---- Record set

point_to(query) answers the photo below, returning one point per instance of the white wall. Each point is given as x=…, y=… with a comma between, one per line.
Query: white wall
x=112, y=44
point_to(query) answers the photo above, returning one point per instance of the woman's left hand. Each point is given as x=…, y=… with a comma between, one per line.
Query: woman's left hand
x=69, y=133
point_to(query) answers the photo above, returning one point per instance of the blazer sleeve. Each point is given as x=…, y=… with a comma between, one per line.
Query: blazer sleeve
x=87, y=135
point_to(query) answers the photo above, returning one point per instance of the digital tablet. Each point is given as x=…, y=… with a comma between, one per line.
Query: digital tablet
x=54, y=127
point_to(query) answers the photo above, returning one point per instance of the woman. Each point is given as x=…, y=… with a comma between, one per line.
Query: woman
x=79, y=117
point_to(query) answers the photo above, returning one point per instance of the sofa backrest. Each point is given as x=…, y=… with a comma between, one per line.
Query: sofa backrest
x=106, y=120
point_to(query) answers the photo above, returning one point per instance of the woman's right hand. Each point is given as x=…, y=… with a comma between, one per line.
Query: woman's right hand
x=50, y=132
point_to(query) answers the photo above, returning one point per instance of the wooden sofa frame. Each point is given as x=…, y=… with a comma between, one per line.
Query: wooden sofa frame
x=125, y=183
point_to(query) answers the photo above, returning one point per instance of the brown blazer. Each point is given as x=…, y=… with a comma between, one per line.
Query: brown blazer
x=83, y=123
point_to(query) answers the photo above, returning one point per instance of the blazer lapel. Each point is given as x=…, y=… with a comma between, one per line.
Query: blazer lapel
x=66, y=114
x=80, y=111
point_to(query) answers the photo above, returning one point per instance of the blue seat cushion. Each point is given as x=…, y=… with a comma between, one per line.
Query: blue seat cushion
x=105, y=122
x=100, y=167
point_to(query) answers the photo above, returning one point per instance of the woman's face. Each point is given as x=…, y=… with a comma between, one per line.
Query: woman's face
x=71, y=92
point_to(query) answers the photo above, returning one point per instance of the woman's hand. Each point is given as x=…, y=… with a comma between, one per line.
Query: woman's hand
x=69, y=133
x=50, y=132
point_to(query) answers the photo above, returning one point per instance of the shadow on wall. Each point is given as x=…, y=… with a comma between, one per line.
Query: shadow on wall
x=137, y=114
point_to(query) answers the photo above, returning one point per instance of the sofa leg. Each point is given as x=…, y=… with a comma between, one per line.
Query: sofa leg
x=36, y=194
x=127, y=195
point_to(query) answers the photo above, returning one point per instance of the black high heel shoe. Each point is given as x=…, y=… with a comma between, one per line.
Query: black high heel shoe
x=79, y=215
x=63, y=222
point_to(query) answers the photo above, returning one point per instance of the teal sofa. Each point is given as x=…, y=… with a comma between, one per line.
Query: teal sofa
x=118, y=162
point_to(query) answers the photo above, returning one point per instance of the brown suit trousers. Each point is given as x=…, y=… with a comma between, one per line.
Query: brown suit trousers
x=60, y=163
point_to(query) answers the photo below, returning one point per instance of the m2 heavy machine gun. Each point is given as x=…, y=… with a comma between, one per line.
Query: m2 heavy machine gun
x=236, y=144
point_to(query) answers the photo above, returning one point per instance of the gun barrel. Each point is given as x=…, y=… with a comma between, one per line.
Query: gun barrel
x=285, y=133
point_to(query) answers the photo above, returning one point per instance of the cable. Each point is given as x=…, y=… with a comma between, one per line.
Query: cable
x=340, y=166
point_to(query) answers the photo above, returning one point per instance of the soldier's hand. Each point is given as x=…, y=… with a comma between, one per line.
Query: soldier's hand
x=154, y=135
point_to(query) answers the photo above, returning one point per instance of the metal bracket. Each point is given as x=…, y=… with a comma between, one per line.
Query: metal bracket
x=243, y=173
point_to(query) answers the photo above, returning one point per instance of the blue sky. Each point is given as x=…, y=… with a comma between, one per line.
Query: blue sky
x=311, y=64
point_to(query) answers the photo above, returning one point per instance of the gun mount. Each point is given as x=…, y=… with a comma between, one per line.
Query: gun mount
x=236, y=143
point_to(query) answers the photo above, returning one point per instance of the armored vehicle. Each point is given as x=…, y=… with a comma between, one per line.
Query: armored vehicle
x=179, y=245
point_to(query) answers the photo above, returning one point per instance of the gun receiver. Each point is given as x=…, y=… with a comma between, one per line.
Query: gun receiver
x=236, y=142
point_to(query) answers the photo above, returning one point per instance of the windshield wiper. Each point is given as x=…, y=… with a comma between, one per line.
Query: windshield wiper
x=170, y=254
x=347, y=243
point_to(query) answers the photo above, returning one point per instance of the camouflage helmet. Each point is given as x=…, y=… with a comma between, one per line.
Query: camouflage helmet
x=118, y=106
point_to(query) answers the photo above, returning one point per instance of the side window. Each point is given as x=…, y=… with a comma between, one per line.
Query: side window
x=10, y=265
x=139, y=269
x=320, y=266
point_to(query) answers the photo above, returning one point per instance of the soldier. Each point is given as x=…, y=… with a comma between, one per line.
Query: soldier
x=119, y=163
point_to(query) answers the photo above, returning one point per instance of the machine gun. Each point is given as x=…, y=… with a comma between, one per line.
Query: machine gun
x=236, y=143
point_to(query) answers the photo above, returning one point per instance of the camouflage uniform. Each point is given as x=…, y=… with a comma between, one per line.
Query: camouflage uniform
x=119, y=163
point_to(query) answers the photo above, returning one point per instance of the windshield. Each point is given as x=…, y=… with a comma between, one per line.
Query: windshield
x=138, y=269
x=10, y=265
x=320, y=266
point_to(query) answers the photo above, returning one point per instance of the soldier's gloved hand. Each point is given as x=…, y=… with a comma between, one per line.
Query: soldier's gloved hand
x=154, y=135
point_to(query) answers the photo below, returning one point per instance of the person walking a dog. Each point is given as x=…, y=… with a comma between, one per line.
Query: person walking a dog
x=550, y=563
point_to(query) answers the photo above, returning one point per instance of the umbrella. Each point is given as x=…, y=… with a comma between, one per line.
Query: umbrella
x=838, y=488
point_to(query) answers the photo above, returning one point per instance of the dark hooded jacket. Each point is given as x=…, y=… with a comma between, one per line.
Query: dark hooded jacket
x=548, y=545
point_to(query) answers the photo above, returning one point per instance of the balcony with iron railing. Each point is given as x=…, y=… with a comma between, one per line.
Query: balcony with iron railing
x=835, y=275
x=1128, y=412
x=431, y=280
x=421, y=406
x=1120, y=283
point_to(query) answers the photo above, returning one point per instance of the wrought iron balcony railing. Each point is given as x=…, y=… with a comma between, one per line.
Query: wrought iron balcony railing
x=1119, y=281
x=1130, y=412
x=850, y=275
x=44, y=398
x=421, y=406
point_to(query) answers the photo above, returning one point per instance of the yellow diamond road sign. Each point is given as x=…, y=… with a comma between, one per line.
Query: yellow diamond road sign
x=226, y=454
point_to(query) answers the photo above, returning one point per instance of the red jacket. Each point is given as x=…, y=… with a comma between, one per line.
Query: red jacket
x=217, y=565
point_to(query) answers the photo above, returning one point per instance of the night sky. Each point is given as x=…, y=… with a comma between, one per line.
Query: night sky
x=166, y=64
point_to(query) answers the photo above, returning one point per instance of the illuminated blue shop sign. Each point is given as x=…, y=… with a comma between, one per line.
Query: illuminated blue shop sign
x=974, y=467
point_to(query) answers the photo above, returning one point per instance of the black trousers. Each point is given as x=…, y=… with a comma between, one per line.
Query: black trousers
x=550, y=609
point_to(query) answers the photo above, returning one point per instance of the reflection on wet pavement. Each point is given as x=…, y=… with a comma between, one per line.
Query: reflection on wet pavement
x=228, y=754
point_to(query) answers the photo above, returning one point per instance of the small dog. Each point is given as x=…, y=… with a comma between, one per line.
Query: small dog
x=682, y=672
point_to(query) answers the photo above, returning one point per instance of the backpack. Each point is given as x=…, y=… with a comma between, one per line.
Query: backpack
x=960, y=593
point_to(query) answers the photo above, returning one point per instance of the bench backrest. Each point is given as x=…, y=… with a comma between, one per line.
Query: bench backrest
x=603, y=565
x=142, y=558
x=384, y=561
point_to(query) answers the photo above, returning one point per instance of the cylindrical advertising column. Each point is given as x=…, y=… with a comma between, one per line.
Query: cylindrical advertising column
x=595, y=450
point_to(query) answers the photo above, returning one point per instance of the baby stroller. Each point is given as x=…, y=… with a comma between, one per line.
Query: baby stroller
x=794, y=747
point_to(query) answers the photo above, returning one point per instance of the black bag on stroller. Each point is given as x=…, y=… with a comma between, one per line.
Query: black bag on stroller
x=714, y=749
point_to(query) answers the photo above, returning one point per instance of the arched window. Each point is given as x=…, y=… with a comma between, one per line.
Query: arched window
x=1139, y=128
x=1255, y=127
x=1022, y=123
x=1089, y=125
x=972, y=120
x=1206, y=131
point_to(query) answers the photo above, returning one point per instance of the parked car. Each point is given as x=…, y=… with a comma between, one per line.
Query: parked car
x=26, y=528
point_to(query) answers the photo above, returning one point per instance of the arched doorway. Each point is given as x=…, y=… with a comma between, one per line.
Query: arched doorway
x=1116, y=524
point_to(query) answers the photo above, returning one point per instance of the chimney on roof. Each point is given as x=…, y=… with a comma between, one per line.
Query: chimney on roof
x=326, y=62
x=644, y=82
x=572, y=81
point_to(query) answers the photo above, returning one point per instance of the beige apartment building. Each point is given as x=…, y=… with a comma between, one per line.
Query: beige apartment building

--------

### [Exercise task]
Convert the listing from its first line through the line containing "x=106, y=120", both included, into a JSON array of strings with one string per line. Leave out any blank lines.

### [Worked answer]
[
  "point_to(query) answers the photo below, returning one point per instance of the white wall. Each point is given as x=…, y=… with a comma between, one per line.",
  "Query: white wall",
  "x=112, y=44",
  "point_to(query) answers the photo above, returning one point per instance of the woman's left hand. Each point is given as x=…, y=… with a comma between, one per line.",
  "Query: woman's left hand",
  "x=69, y=133",
  "point_to(query) answers the photo above, returning one point per instance of the blazer sleeve. Each point is given as x=…, y=… with a comma between, one per line.",
  "Query: blazer sleeve",
  "x=87, y=135",
  "point_to(query) answers the photo above, returning one point per instance of the digital tablet. Each point is given as x=…, y=… with a comma between, one per line.",
  "Query: digital tablet",
  "x=54, y=127",
  "point_to(query) answers the photo above, returning one point per instance of the woman. Each point is given as x=…, y=… with a comma between, one per line.",
  "Query: woman",
  "x=79, y=117",
  "point_to(query) answers the photo above, returning one point per instance of the sofa backrest. Each point is given as x=…, y=… with a comma between, one per line.",
  "Query: sofa backrest",
  "x=106, y=120"
]